> **Required work**:
State how many lines in the records below contain the word "window". Nothing else is needed.

-- Input material follows --

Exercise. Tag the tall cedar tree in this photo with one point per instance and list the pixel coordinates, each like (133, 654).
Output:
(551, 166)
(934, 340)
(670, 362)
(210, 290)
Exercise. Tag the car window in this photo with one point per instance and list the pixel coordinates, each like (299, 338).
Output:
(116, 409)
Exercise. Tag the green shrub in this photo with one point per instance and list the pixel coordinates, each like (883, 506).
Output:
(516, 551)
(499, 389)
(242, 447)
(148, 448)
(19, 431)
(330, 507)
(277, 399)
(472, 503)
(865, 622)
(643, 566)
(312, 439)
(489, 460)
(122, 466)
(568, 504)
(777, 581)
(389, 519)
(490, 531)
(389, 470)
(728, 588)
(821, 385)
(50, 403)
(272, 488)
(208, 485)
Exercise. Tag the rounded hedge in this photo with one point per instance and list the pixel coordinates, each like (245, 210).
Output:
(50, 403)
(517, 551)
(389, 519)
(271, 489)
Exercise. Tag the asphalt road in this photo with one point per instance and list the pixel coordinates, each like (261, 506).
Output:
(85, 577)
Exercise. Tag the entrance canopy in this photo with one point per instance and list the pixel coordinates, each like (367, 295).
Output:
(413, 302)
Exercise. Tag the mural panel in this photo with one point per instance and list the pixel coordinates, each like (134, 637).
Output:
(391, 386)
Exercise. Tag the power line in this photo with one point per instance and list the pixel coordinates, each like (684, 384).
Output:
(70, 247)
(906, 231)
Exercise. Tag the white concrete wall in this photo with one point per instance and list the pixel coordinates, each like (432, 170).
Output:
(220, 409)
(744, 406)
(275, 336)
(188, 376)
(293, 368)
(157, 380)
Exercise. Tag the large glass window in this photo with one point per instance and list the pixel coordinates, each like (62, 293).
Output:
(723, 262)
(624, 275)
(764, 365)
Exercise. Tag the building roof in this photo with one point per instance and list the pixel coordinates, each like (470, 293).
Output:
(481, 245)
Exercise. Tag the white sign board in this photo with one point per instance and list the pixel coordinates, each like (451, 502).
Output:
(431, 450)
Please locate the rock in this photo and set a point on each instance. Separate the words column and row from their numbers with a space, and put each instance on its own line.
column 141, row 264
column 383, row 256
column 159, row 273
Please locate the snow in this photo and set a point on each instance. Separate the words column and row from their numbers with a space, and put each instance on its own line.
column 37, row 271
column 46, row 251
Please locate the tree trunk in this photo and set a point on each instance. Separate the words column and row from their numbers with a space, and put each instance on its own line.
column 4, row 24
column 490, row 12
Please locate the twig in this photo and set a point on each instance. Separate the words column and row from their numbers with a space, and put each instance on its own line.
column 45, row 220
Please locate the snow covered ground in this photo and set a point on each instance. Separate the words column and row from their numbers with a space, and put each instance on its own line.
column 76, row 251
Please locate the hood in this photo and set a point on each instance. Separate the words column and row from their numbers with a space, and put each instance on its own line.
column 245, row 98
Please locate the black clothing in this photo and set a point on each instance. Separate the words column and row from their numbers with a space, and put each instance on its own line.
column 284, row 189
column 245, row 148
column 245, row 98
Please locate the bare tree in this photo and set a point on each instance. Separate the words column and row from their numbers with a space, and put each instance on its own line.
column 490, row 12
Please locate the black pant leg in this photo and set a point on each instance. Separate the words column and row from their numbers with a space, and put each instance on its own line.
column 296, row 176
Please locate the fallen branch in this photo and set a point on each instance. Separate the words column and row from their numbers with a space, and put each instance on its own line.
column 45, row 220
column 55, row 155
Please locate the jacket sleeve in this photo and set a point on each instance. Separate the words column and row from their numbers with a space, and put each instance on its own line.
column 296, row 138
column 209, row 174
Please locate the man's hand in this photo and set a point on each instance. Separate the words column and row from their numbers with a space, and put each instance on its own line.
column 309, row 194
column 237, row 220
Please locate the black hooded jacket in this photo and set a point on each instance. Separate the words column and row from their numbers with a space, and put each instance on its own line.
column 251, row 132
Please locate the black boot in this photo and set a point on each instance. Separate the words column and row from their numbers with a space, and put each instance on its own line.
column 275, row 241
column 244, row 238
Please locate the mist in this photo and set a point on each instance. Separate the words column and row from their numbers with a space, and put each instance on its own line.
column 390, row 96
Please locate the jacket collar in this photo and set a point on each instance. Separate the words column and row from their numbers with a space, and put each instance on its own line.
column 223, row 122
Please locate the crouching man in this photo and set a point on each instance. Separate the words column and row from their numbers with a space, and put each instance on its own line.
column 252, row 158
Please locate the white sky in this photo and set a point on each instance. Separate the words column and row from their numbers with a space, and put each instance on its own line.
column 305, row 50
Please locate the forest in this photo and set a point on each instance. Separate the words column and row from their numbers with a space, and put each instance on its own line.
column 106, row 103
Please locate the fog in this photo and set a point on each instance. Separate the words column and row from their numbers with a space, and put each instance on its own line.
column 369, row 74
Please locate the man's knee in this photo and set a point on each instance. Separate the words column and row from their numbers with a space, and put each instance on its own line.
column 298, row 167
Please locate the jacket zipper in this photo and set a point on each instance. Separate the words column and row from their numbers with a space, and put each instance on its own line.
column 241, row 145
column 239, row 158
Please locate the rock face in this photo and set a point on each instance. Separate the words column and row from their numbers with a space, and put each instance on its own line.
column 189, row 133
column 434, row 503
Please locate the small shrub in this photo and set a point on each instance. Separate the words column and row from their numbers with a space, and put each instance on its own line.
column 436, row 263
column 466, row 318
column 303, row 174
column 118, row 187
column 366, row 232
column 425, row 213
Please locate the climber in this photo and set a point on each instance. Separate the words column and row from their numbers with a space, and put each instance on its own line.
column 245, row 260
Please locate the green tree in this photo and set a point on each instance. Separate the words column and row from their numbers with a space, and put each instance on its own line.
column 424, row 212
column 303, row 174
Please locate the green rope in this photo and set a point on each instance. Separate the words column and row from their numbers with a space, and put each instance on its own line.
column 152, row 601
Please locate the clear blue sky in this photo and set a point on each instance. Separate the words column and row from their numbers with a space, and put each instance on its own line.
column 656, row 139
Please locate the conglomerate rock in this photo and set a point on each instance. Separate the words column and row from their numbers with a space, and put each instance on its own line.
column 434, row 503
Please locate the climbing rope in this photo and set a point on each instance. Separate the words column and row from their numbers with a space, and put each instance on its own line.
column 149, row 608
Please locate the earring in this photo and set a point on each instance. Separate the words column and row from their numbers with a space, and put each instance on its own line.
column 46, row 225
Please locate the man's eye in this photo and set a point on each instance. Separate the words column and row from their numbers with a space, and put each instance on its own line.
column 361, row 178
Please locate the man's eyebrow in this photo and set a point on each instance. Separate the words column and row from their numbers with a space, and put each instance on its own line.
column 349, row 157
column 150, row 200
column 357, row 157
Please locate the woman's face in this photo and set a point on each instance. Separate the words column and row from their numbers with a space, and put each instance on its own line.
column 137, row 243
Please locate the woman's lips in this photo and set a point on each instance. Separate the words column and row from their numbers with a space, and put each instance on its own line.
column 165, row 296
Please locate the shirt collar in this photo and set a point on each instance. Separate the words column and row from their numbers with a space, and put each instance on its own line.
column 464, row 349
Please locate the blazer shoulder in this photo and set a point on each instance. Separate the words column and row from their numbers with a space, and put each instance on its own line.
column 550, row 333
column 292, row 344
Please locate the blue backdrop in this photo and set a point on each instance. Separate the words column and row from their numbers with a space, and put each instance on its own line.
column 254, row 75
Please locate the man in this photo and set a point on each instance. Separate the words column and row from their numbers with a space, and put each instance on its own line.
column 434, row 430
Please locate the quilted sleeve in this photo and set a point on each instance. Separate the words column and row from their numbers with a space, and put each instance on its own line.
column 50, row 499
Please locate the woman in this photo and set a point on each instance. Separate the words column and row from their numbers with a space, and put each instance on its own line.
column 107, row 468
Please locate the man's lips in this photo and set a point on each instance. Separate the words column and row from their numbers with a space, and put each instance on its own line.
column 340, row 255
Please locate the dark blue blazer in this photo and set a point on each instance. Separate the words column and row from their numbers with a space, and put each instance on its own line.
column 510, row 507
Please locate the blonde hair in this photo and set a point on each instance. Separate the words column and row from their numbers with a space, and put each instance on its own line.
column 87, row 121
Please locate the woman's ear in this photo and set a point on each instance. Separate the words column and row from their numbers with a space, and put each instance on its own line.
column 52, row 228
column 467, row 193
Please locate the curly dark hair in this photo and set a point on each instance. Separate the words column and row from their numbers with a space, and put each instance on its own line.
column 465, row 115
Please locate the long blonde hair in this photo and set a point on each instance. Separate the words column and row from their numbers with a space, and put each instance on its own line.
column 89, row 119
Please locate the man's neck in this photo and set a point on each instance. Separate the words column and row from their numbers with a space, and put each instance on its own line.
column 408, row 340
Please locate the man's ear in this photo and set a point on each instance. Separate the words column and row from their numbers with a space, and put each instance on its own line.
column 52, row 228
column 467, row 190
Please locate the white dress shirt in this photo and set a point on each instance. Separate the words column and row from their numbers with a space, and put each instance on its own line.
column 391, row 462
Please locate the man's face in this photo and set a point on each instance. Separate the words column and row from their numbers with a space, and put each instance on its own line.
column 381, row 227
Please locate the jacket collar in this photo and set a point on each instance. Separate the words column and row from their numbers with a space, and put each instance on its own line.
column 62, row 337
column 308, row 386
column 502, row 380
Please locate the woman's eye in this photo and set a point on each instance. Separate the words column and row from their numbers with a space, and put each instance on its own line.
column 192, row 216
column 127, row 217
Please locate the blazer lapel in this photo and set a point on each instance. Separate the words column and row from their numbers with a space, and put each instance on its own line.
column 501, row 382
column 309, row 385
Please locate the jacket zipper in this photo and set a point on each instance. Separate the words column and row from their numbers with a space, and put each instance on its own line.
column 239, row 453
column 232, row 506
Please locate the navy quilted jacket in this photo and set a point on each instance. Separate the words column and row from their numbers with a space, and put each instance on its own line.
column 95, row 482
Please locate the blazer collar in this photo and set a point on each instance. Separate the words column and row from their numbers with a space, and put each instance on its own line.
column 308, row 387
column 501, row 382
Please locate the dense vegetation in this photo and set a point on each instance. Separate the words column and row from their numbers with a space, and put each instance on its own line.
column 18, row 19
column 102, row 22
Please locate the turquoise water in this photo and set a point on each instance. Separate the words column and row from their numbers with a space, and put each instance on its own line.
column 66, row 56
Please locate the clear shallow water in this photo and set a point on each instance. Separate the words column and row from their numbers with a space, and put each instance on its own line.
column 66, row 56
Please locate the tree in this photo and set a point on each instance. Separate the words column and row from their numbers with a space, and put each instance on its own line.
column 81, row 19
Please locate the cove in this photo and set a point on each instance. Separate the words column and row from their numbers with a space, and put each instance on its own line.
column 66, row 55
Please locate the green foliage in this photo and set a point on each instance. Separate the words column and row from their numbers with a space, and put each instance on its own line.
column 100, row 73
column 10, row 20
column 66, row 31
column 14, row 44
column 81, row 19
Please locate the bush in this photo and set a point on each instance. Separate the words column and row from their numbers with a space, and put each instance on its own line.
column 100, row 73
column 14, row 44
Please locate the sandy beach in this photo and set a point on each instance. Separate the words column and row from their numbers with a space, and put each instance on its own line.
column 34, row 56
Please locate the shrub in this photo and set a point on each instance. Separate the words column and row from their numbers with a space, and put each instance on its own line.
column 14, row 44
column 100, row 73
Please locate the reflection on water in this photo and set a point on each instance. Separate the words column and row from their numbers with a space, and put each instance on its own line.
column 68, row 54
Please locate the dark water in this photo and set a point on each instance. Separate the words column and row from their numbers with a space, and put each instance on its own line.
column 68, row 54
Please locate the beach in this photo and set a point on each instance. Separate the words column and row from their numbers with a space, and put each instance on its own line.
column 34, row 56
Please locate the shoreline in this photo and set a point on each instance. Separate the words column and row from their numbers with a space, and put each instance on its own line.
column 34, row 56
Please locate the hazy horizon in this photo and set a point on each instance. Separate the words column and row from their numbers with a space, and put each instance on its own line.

-- Input material concluded --

> **Written answer**:
2